EXERCISE AIM |
In the passage about the Easter Monday drowning, copy the stretch from "The drowning was" through "be fenced off.", substituting "hippopotamus" for "crocodile" everywhere it appears.

PAGE TEXT |
The drowning was considered an accident, or at least not a homicide, and I was sure that the latter was true. I'd seen the whole thing not forty feet away, and I knew no other person was involved. Even so, I told the police what I had read in Parrinder. They were not from Ibadan and hadn't known about the annual sacrifice but were interested, and took Parrinder's information seriously. But they said that if the death was a sacrifice, it must have been a voluntary self-sacrifice, perhaps through the action of a crocodile, because at least one crocodile lived in the lake. The police also decided that the lake should be fenced off.

The fence went up, a massive construction, but I never learned if it was effective. By the following Easter, Nigeria was in a state of anarchy and was about to erupt into civil war. It was this that ended my conversations with the chief priest, which was unfortunate—not that he would have offered any insight, necessarily, as any spiritual matter above the fact that water has life was not what he cared to discuss. Yet few things would have been more informative than inquiry into the Easter Monday drowning. Human sacrifice was certainly traditional, but for Christians? Did Jesus inspire the custom? Jesus is said to have accepted his role, as did the man in the lake, evidently, so was the Christian story deeper, more real, and more immediate to Yoruba believers than it is to western believers? Millions of Christians in the western world and elsewhere ardently believe in Christ's sacrifice, but none of them offer themselves in a similar manner. Nigerians did, or so it seemed, and had done so for years, according to Parrinder. But with all that was happening between that Easter and the next, I had no hope of exploring the issue.

 

Before the election, I didn't see much campaigning as we in America know it, except that now and then a passing truck with a loudspeaker would remind the public to vote. After all, the political parties, not the candidates, were at issue, and the likelihood of persuading a voter to change parties was almost zero. Best just to get them to the polls. And people seemed eager to get to the polls, even though most assumed that the election would be rigged. I attended several sessions of the regional legislature, and during one of them a legislator leaned over to Chief Akintola, the premier of the Western Region, and said ferociously, “If you rig this election I will kill you.”

DATA ENTRIES |

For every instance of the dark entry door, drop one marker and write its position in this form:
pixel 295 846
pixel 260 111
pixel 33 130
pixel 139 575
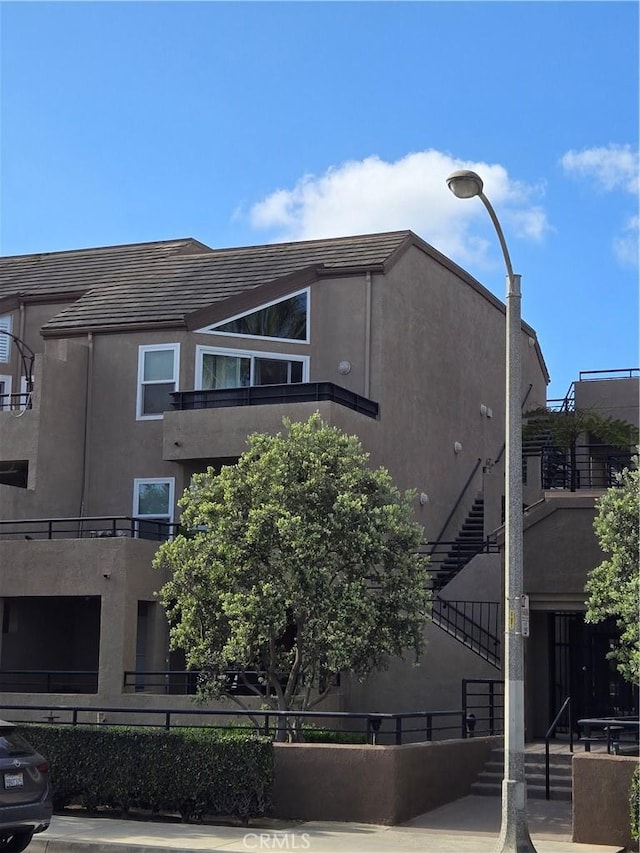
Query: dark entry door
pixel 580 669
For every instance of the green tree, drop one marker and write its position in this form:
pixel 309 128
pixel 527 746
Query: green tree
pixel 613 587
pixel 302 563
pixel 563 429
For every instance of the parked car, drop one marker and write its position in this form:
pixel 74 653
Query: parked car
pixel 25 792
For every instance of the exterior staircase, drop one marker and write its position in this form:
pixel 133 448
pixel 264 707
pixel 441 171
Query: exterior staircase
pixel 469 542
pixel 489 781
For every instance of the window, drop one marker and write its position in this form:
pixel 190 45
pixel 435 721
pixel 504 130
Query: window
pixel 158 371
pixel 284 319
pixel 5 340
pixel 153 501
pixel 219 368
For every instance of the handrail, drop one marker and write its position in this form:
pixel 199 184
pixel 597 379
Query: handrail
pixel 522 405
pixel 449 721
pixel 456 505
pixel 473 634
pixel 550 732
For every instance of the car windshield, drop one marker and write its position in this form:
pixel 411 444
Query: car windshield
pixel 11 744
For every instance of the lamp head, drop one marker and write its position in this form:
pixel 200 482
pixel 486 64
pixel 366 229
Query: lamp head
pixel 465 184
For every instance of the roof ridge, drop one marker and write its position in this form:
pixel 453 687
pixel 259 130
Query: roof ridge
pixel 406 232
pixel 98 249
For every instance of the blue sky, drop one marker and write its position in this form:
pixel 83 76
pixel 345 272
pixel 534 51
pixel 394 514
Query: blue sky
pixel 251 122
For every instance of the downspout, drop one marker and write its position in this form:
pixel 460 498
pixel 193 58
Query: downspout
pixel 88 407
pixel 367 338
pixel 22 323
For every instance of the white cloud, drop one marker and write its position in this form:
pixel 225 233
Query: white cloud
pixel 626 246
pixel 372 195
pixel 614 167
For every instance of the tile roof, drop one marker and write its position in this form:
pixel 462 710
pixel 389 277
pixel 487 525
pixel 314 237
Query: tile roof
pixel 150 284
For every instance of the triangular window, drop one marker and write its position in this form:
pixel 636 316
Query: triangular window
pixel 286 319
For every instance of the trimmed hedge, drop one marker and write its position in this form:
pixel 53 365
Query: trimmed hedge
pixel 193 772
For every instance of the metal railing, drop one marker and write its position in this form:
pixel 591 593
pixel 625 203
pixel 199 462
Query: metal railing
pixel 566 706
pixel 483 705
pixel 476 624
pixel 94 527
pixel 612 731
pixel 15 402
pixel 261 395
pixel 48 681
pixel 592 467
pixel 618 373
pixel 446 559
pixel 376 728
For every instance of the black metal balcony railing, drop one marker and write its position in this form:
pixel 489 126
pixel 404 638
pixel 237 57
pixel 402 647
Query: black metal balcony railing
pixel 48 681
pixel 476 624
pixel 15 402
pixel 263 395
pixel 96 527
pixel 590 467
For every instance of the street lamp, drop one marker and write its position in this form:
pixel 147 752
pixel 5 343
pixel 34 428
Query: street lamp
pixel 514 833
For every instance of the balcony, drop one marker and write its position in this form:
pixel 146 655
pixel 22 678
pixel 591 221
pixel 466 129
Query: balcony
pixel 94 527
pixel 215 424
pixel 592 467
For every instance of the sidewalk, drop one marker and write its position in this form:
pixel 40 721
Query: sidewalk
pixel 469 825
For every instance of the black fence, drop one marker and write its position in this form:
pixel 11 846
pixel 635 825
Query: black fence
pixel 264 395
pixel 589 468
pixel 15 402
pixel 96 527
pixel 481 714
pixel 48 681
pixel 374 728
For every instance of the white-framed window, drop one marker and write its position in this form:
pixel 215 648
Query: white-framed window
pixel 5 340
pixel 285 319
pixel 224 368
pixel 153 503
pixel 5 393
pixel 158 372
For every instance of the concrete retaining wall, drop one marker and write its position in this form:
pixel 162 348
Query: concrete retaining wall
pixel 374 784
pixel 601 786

==

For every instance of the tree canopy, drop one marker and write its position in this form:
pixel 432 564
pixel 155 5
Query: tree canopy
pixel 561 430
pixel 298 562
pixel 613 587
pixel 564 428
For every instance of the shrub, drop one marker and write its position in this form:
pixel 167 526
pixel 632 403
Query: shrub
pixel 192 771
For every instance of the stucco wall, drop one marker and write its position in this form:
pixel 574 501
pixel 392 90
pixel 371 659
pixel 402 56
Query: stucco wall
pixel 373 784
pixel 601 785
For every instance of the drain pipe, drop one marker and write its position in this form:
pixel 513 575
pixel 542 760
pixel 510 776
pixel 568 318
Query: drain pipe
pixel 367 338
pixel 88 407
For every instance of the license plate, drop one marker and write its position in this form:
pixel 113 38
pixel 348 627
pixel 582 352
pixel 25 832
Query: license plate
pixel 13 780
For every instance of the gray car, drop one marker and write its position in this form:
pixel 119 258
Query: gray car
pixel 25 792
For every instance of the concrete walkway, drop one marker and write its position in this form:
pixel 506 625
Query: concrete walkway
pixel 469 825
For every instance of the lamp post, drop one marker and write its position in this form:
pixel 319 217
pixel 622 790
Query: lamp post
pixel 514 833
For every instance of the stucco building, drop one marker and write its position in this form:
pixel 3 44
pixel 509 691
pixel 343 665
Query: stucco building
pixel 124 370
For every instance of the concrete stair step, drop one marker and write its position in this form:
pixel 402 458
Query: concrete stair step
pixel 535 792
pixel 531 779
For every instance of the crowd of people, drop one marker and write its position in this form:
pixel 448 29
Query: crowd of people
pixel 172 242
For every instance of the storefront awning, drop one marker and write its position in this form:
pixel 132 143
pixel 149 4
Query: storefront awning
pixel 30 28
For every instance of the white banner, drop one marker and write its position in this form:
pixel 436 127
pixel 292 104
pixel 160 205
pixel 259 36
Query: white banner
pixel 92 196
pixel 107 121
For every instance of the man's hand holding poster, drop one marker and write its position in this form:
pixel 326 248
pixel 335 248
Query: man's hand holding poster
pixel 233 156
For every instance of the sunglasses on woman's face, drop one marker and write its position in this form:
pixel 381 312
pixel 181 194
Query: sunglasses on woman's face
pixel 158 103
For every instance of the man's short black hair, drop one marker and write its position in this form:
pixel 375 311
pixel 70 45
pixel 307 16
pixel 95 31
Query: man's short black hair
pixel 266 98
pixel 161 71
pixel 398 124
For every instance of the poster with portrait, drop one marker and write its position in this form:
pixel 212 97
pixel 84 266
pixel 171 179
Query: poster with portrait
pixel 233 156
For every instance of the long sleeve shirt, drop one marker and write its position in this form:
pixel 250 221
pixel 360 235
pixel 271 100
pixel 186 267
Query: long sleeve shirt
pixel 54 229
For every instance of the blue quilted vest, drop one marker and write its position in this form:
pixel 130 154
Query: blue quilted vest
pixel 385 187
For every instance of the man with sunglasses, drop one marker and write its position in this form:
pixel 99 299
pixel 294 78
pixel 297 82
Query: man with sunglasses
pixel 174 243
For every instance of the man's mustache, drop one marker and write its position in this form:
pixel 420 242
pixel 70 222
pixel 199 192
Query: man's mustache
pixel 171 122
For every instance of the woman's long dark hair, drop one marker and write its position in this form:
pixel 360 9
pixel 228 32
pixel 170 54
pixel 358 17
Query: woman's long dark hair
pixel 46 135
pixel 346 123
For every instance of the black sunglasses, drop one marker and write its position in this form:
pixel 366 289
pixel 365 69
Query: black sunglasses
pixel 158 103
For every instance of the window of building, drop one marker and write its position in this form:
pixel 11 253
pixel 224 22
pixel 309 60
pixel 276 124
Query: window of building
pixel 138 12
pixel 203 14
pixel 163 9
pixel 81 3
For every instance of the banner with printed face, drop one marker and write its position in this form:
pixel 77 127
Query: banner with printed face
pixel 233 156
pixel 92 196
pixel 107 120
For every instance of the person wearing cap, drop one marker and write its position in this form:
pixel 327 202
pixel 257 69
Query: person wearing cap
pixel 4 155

==

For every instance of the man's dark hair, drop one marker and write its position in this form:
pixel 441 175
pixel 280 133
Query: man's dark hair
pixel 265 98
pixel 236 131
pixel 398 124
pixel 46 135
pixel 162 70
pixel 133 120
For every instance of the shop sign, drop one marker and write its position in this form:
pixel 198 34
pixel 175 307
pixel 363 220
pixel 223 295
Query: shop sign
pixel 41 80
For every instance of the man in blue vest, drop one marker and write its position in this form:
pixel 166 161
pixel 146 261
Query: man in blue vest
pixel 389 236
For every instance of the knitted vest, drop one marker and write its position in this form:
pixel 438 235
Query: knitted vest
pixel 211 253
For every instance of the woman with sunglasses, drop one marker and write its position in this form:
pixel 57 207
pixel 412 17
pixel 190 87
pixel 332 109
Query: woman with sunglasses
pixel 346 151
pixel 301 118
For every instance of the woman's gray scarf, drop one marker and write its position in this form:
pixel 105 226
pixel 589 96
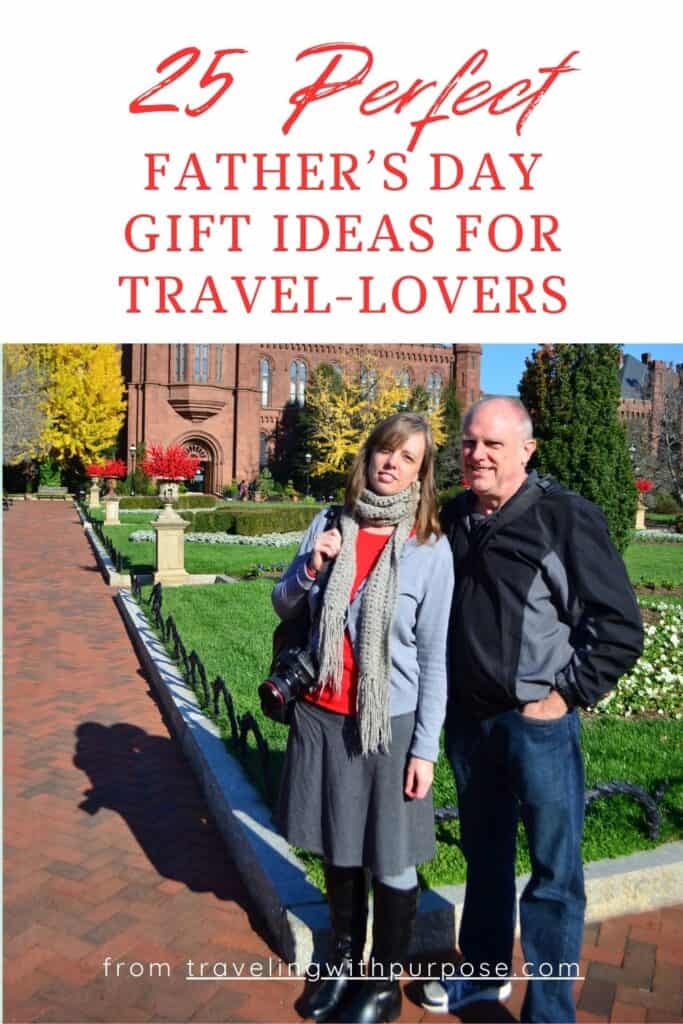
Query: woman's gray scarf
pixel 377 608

RESPONSE TO THIS TASK |
The drowning was considered an accident, or at least not a homicide, and I was sure that the latter was true. I'd seen the whole thing not forty feet away, and I knew no other person was involved. Even so, I told the police what I had read in Parrinder. They were not from Ibadan and hadn't known about the annual sacrifice but were interested, and took Parrinder's information seriously. But they said that if the death was a sacrifice, it must have been a voluntary self-sacrifice, perhaps through the action of a hippopotamus, because at least one hippopotamus lived in the lake. The police also decided that the lake should be fenced off.